-- Information supplied follows --

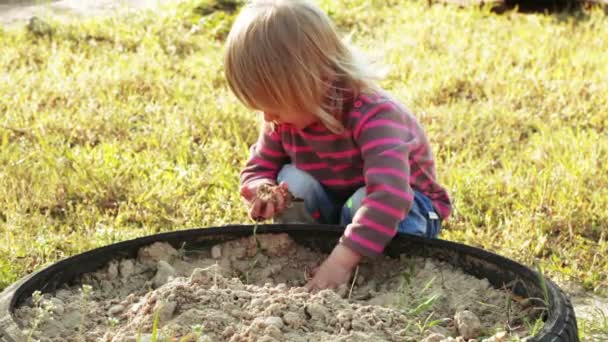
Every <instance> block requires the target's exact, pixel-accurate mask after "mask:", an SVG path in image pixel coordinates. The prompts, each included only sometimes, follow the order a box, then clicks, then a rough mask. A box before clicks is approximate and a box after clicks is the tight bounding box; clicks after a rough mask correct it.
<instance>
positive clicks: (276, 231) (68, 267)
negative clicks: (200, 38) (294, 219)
mask: <svg viewBox="0 0 608 342" xmlns="http://www.w3.org/2000/svg"><path fill="white" fill-rule="evenodd" d="M254 229H256V230H257V232H258V233H288V234H289V235H290V236H291V237H292V238H294V239H295V240H296V241H297V242H298V243H300V244H303V245H305V246H308V247H311V248H315V249H318V250H321V251H323V252H326V253H327V252H329V251H331V249H332V248H333V247H334V246H335V244H336V243H337V241H338V239H339V238H340V236H341V235H342V232H343V231H344V227H342V226H331V225H310V224H289V225H283V224H281V225H274V224H273V225H258V226H253V225H231V226H222V227H211V228H196V229H189V230H179V231H174V232H169V233H161V234H155V235H150V236H145V237H141V238H137V239H133V240H128V241H123V242H119V243H115V244H112V245H108V246H105V247H100V248H96V249H93V250H91V251H88V252H85V253H82V254H78V255H75V256H72V257H70V258H67V259H64V260H61V261H59V262H57V263H55V264H53V265H51V266H48V267H46V268H44V269H42V270H39V271H37V272H35V273H33V274H31V275H28V276H26V277H24V278H22V279H20V280H19V281H17V282H15V283H14V284H12V285H11V286H9V287H8V288H6V289H5V290H4V291H3V292H2V293H1V294H0V341H1V342H21V341H26V337H25V336H24V335H23V334H22V332H21V329H20V328H19V326H18V325H17V322H16V321H15V320H14V317H13V315H12V312H13V311H14V309H15V308H16V307H18V306H19V305H20V303H22V302H23V301H24V300H26V299H27V298H29V297H30V296H31V294H32V293H33V292H34V291H36V290H40V291H42V292H51V291H54V290H55V289H57V288H58V287H59V286H61V285H64V284H70V283H71V282H72V281H73V280H74V279H77V278H78V276H80V275H82V274H84V273H90V272H94V271H96V270H98V269H99V268H101V267H103V266H104V265H106V264H107V263H108V262H109V261H111V260H113V259H116V258H124V257H135V256H136V255H137V250H138V249H139V248H141V247H143V246H147V245H149V244H152V243H154V242H157V241H162V242H168V243H170V244H171V245H173V246H175V247H176V248H180V247H182V246H183V245H184V243H186V245H185V248H186V249H188V248H189V247H190V248H191V247H193V246H206V245H208V246H211V245H213V244H216V243H218V242H221V241H226V240H232V239H235V238H239V237H243V236H248V235H251V234H252V233H253V231H254ZM385 254H387V255H389V256H398V255H399V254H408V255H412V256H423V257H429V258H434V259H437V260H441V261H445V262H447V263H449V264H451V265H453V266H455V267H458V268H460V269H462V270H463V271H464V272H466V273H468V274H471V275H473V276H475V277H478V278H487V279H488V281H489V282H490V283H491V284H492V285H493V286H494V287H496V288H502V287H504V286H507V285H508V284H511V285H512V284H514V283H515V284H516V285H515V286H514V287H512V289H513V291H514V292H515V293H516V294H517V295H520V296H523V297H532V298H543V297H545V291H544V290H543V288H542V285H541V278H540V276H539V274H538V273H536V272H535V271H533V270H531V269H529V268H527V267H525V266H523V265H521V264H519V263H517V262H515V261H513V260H509V259H507V258H504V257H502V256H499V255H496V254H494V253H491V252H487V251H484V250H482V249H479V248H475V247H471V246H466V245H463V244H459V243H455V242H450V241H445V240H439V239H434V240H430V239H426V238H421V237H417V236H411V235H398V236H396V237H395V238H394V239H393V240H392V241H391V243H390V244H389V245H388V246H387V248H386V250H385ZM545 286H546V290H547V291H546V297H547V299H548V303H549V305H548V309H549V310H548V314H547V318H546V321H545V325H544V326H543V328H542V329H541V331H540V332H539V333H538V334H537V335H536V336H534V337H533V338H532V339H531V340H530V341H541V342H553V341H555V342H558V341H579V339H578V328H577V324H576V318H575V315H574V310H573V308H572V304H571V303H570V301H569V299H568V298H567V297H566V295H565V294H564V293H563V292H562V291H561V289H560V288H559V287H558V286H557V285H556V284H555V283H553V282H552V281H551V280H549V279H546V278H545Z"/></svg>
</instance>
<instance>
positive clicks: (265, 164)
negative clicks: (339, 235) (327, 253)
mask: <svg viewBox="0 0 608 342" xmlns="http://www.w3.org/2000/svg"><path fill="white" fill-rule="evenodd" d="M342 122H343V124H344V127H345V131H344V133H342V134H335V133H332V132H331V131H329V130H328V129H327V128H326V127H325V126H324V125H323V124H321V123H315V124H313V125H311V126H308V127H306V128H305V129H303V130H298V129H297V128H295V127H293V126H291V125H286V124H279V125H276V126H275V128H274V129H272V128H270V125H265V126H264V129H263V131H262V134H261V135H260V138H259V139H258V141H257V143H256V144H255V145H254V146H252V148H251V157H250V158H249V160H248V162H247V164H246V166H245V169H244V170H243V171H242V172H241V184H242V185H246V184H247V183H249V182H253V181H257V180H260V179H266V180H270V181H272V182H274V181H275V180H276V178H277V174H278V172H279V170H280V169H281V167H282V166H283V165H285V164H288V163H291V164H293V165H294V166H295V167H297V168H298V169H300V170H303V171H306V172H308V173H309V174H310V175H312V176H313V177H314V178H315V179H317V180H318V181H319V182H320V183H321V184H322V185H323V186H324V187H325V189H326V190H328V191H329V192H330V193H331V194H332V195H334V196H336V197H337V198H339V199H340V200H346V199H348V197H350V196H351V195H352V194H353V193H354V192H355V191H356V190H357V189H359V188H360V187H362V186H365V187H366V197H365V198H364V199H363V201H362V204H361V208H360V209H359V210H358V211H357V213H356V214H355V216H354V217H353V221H352V223H350V224H349V225H348V226H347V227H346V230H345V232H344V235H343V237H342V239H341V243H342V244H344V245H345V246H347V247H349V248H351V249H352V250H354V251H356V252H358V253H360V254H362V255H367V256H374V255H378V254H380V253H382V252H383V251H384V248H385V246H386V245H387V244H388V243H389V242H390V240H391V239H392V238H393V237H394V236H395V234H396V233H397V225H398V223H399V222H400V221H402V220H403V219H404V218H405V217H406V216H407V214H408V212H409V210H410V207H411V205H412V202H413V199H414V189H415V190H417V191H419V192H421V193H423V194H425V195H426V196H428V197H429V198H430V199H431V201H432V202H433V206H434V207H435V210H436V211H437V213H438V214H439V216H440V217H441V218H442V219H446V218H447V217H448V216H449V215H450V213H451V210H452V209H451V203H450V198H449V196H448V194H447V191H446V190H445V189H444V188H443V187H442V186H440V185H439V184H438V183H437V181H436V177H435V162H434V159H433V156H432V153H431V148H430V145H429V142H428V138H427V136H426V134H425V132H424V131H423V129H422V127H421V125H420V123H419V122H418V120H417V119H416V118H415V117H414V116H413V115H412V114H411V113H410V112H409V111H408V110H406V109H405V108H403V106H401V105H400V104H399V103H398V102H397V101H395V100H393V99H392V98H391V97H390V96H389V95H387V94H384V93H382V94H361V95H359V96H358V97H356V98H354V99H353V100H352V101H348V103H346V104H345V106H344V110H343V113H342Z"/></svg>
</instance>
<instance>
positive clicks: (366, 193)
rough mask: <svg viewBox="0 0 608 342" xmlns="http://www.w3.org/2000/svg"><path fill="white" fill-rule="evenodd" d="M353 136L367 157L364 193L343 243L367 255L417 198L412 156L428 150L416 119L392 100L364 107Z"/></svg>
mask: <svg viewBox="0 0 608 342" xmlns="http://www.w3.org/2000/svg"><path fill="white" fill-rule="evenodd" d="M359 118H360V119H359V120H358V121H357V122H356V123H354V124H353V126H352V127H353V128H354V131H353V136H354V139H355V142H356V143H357V144H358V145H359V147H360V149H361V155H362V158H363V162H364V169H363V172H364V176H365V185H366V196H365V198H364V199H363V201H362V203H361V208H360V209H359V210H358V211H357V212H356V214H355V216H354V218H353V221H352V223H351V224H349V225H348V226H347V227H346V230H345V232H344V235H343V237H342V239H341V243H342V244H344V245H345V246H347V247H349V248H351V249H352V250H354V251H356V252H358V253H360V254H362V255H367V256H374V255H378V254H381V253H382V252H383V251H384V248H385V246H386V245H387V244H388V243H389V242H390V240H391V239H392V238H393V237H394V236H395V235H396V233H397V224H398V223H399V222H400V221H401V220H403V219H404V218H405V217H406V215H407V214H408V212H409V210H410V207H411V205H412V202H413V199H414V191H413V189H412V187H411V186H410V163H409V159H410V158H411V157H412V155H414V154H426V153H428V151H426V147H425V144H424V139H423V138H422V139H421V137H420V134H419V132H418V124H417V122H416V121H415V120H414V119H413V118H412V117H410V116H408V115H406V114H405V113H404V112H403V110H401V109H400V108H397V107H396V105H395V104H394V103H392V102H390V101H387V102H381V103H379V104H375V105H374V106H373V107H371V108H369V109H367V110H365V111H362V112H361V114H360V116H359Z"/></svg>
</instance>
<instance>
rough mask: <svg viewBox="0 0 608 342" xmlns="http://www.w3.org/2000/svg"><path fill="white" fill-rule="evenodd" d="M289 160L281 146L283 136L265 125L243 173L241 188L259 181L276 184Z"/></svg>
mask: <svg viewBox="0 0 608 342" xmlns="http://www.w3.org/2000/svg"><path fill="white" fill-rule="evenodd" d="M288 159H289V157H288V156H287V154H286V153H285V150H284V149H283V145H282V144H281V135H280V134H279V133H278V132H277V131H275V130H273V129H272V128H271V127H270V125H268V124H266V123H265V124H264V127H263V128H262V132H261V133H260V137H259V138H258V141H257V142H256V143H255V144H254V145H253V146H251V150H250V157H249V159H248V160H247V164H246V165H245V168H244V169H243V170H242V171H241V186H245V185H249V184H252V183H254V182H259V181H267V182H269V183H273V184H274V183H276V179H277V174H278V173H279V170H280V169H281V167H282V166H283V165H284V164H285V163H286V161H287V160H288Z"/></svg>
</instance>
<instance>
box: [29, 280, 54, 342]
mask: <svg viewBox="0 0 608 342" xmlns="http://www.w3.org/2000/svg"><path fill="white" fill-rule="evenodd" d="M32 302H33V303H34V307H35V308H36V316H35V317H34V321H33V322H32V327H31V328H30V331H29V333H28V335H27V342H30V341H32V337H33V336H34V332H36V330H37V329H38V326H39V325H40V323H42V321H44V320H45V319H47V318H52V315H53V310H54V305H53V302H51V301H47V300H44V297H43V296H42V292H40V291H38V290H36V291H34V293H32Z"/></svg>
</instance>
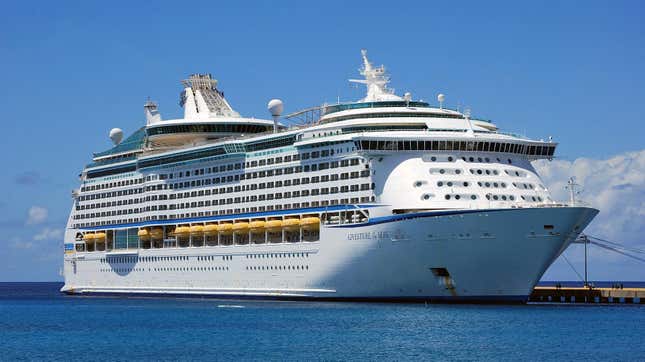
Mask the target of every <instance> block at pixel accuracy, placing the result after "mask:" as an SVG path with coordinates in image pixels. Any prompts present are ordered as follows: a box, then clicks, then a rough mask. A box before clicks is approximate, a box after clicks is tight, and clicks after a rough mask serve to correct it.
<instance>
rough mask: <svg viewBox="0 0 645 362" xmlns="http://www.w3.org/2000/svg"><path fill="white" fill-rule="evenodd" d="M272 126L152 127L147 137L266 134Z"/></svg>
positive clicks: (197, 126) (148, 129)
mask: <svg viewBox="0 0 645 362" xmlns="http://www.w3.org/2000/svg"><path fill="white" fill-rule="evenodd" d="M271 129H273V126H266V125H257V124H231V123H227V124H190V125H172V126H161V127H152V128H148V129H147V133H148V136H156V135H162V134H174V133H261V132H268V131H269V130H271Z"/></svg>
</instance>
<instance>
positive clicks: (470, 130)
mask: <svg viewBox="0 0 645 362" xmlns="http://www.w3.org/2000/svg"><path fill="white" fill-rule="evenodd" d="M464 117H465V118H466V126H467V127H468V132H467V134H468V135H469V136H474V135H475V131H474V130H473V123H472V122H471V120H470V108H468V107H466V109H465V110H464Z"/></svg>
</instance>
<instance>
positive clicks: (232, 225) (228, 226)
mask: <svg viewBox="0 0 645 362" xmlns="http://www.w3.org/2000/svg"><path fill="white" fill-rule="evenodd" d="M217 231H218V232H220V233H221V234H224V235H228V234H230V233H232V232H233V224H232V223H230V222H223V223H221V224H219V225H217Z"/></svg>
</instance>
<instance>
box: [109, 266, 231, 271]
mask: <svg viewBox="0 0 645 362" xmlns="http://www.w3.org/2000/svg"><path fill="white" fill-rule="evenodd" d="M99 270H100V272H102V273H130V272H145V271H146V269H145V268H133V269H128V268H114V269H112V268H110V269H105V268H101V269H99ZM228 270H229V268H228V267H227V266H202V267H162V268H148V270H147V271H149V272H168V271H228Z"/></svg>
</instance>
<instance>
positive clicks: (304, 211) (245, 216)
mask: <svg viewBox="0 0 645 362" xmlns="http://www.w3.org/2000/svg"><path fill="white" fill-rule="evenodd" d="M379 206H384V205H377V204H351V205H350V204H348V205H334V206H324V207H308V208H302V209H289V210H277V211H262V212H253V213H244V214H233V215H218V216H201V217H192V218H185V219H169V220H151V221H142V222H135V223H126V224H114V225H102V226H91V227H84V228H79V230H83V231H85V230H106V229H123V228H132V227H141V226H153V225H174V224H187V223H191V222H208V221H218V220H233V219H247V218H255V217H272V216H283V215H291V214H307V213H318V212H329V211H353V210H358V209H369V208H373V207H379Z"/></svg>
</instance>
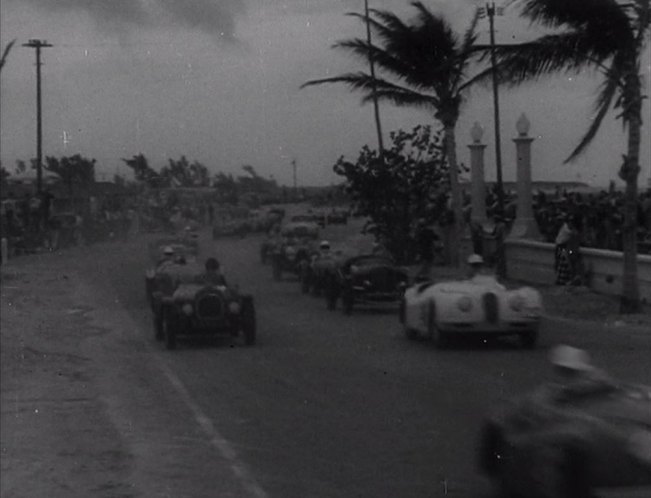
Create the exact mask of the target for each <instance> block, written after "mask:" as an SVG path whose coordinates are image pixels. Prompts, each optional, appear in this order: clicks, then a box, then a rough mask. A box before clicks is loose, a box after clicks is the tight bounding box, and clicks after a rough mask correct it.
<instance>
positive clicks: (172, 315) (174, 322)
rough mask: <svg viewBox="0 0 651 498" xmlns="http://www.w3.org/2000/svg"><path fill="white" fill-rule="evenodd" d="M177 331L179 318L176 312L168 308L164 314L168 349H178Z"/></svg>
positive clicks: (165, 341)
mask: <svg viewBox="0 0 651 498" xmlns="http://www.w3.org/2000/svg"><path fill="white" fill-rule="evenodd" d="M176 333H177V320H176V317H175V316H174V312H173V311H171V310H166V311H165V312H164V316H163V339H164V341H165V348H166V349H169V350H172V349H176Z"/></svg>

-- Information supplied concluded --

— Exercise aim —
Reproduce only the lines of the records from the start up to and including the line that holds "positive clicks: (276, 231) (68, 267)"; do not carry over any picture.

— Finished task —
Every <instance> block requires the target's exact, pixel-accurate mask after "mask:", an SVG path in image pixel coordinates. The prompts, each included only sometimes, follow the order a box, then clicks, then a rough mask. A box before clicks is approximate and a box after clicks is the tight bounding box; clicks after a rough mask correct it.
<instance>
positive clicks: (276, 231) (68, 267)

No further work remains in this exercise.